Entries provided
------------------------------------------------------------
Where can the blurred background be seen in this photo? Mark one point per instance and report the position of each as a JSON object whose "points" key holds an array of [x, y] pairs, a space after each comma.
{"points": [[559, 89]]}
------------------------------------------------------------
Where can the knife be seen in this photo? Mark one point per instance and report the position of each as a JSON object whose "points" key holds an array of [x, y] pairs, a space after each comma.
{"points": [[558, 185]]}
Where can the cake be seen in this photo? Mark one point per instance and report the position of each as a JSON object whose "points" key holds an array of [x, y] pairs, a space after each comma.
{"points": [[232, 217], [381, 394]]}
------------------------------------------------------------
Work to do
Count how many lines in the entries above contain the string "blurred", matching case exactly. Reply with only the number.

In response
1